#### Required action:
Print the part of the soil antibiotic resistance study text that starts with "Study Shows Antibiotic" and goes on through "could be preserved.", keeping every word unchanged.

#### Document segment:
·····

Study Shows Antibiotic Resistance May Start in Soil
A study from researchers at Washington State University suggests resistance to cephalosporins - a class of antibiotics used to treat a variety of human infections - may develop in the soil. According to Doug Call - an author of the study - bacteria in the soil are basically eating the drug for breakfast. The study shows once exposed to cephalosporin - the stronger, drug resistant bacteria that survive easily colonize in animals. The findings suggest that preventing soil containing cephalosporin residues from coming into contact with animals before the bacteria develops resistance could prevent the spread of cephalosporin-resistant plasmas. This would mean the effectiveness of this class of drugs in human medicine could be preserved.
Call says the answer may lie in how waste is handled. He says it may be as simple as cleaning out the manure right away. Another possible solution might be to isolate sick animals from healthy ones - as cephalosporin is predominantly used to treat sick animals. But before the results of this study can be applied to curbing resistance among dangerous pathogens - Call says the next step is to replicate the results under field conditions. He fully expects the results would be duplicated in a farm setting. From there - he says it's important to find economical, cost-effective ways to control the problem. He says finding solutions like that will mean everybody wins. According to Call - you preserve selection, you preserve the ability to use these drugs and you hopefully don't cost producers much of anything. He says that's the kind of solution they're after.

·····

#### Records supplied:
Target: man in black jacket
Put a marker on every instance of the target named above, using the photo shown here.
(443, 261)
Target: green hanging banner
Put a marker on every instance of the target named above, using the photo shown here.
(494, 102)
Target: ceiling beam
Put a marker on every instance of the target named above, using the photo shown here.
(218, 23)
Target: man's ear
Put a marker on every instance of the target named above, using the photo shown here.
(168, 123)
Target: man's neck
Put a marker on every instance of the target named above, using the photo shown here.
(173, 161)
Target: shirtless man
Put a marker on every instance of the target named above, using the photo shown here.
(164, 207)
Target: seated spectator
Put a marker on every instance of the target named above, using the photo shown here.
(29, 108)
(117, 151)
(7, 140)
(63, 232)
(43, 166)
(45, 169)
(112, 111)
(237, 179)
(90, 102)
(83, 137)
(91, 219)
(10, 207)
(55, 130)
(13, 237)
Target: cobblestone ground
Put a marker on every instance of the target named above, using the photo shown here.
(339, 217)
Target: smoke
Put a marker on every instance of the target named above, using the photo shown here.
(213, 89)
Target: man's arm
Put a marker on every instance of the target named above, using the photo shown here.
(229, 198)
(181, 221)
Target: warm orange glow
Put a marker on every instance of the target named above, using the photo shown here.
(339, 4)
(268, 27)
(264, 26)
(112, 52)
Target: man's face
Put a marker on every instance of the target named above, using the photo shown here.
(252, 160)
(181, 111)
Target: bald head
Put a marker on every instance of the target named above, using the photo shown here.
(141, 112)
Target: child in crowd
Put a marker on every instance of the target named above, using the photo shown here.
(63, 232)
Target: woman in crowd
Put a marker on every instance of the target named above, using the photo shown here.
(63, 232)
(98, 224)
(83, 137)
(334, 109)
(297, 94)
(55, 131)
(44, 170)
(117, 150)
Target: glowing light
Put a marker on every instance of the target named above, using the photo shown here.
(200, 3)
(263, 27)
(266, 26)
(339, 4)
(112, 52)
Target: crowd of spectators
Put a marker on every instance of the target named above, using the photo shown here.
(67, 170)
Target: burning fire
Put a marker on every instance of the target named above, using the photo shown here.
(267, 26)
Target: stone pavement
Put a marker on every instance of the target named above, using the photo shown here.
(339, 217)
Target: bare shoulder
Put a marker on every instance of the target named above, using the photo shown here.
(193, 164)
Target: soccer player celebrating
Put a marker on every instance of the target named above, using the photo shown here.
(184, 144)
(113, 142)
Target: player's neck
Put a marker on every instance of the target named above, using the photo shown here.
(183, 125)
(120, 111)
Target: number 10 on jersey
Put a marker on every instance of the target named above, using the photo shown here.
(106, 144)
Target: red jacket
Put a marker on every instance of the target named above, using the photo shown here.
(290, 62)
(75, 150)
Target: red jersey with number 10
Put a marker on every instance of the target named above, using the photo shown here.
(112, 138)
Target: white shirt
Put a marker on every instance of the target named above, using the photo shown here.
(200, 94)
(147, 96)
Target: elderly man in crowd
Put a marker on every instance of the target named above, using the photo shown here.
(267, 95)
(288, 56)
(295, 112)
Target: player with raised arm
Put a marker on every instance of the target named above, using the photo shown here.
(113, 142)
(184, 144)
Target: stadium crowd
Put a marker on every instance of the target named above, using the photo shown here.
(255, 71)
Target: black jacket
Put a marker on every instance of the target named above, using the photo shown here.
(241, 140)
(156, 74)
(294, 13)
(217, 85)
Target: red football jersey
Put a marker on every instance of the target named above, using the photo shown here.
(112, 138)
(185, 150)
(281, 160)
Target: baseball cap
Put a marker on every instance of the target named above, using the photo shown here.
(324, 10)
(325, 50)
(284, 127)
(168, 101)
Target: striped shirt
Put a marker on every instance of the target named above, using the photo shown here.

·····

#### Answer section:
Study Shows Antibiotic Resistance May Start in Soil
A study from researchers at Washington State University suggests resistance to cephalosporins - a class of antibiotics used to treat a variety of human infections - may develop in the soil. According to Doug Call - an author of the study - bacteria in the soil are basically eating the drug for breakfast. The study shows once exposed to cephalosporin - the stronger, drug resistant bacteria that survive easily colonize in animals. The findings suggest that preventing soil containing cephalosporin residues from coming into contact with animals before the bacteria develops resistance could prevent the spread of cephalosporin-resistant plasmas. This would mean the effectiveness of this class of drugs in human medicine could be preserved.